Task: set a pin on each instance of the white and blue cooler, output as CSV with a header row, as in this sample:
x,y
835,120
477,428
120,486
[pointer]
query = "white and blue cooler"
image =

......

■ Assignment:
Reproduce the data shown above exactly, including every line.

■ Solution for this exercise:
Task: set a pin on each instance of the white and blue cooler, output as CSV with a header row, as in this sample:
x,y
835,120
477,428
120,486
[pointer]
query = "white and blue cooler"
image =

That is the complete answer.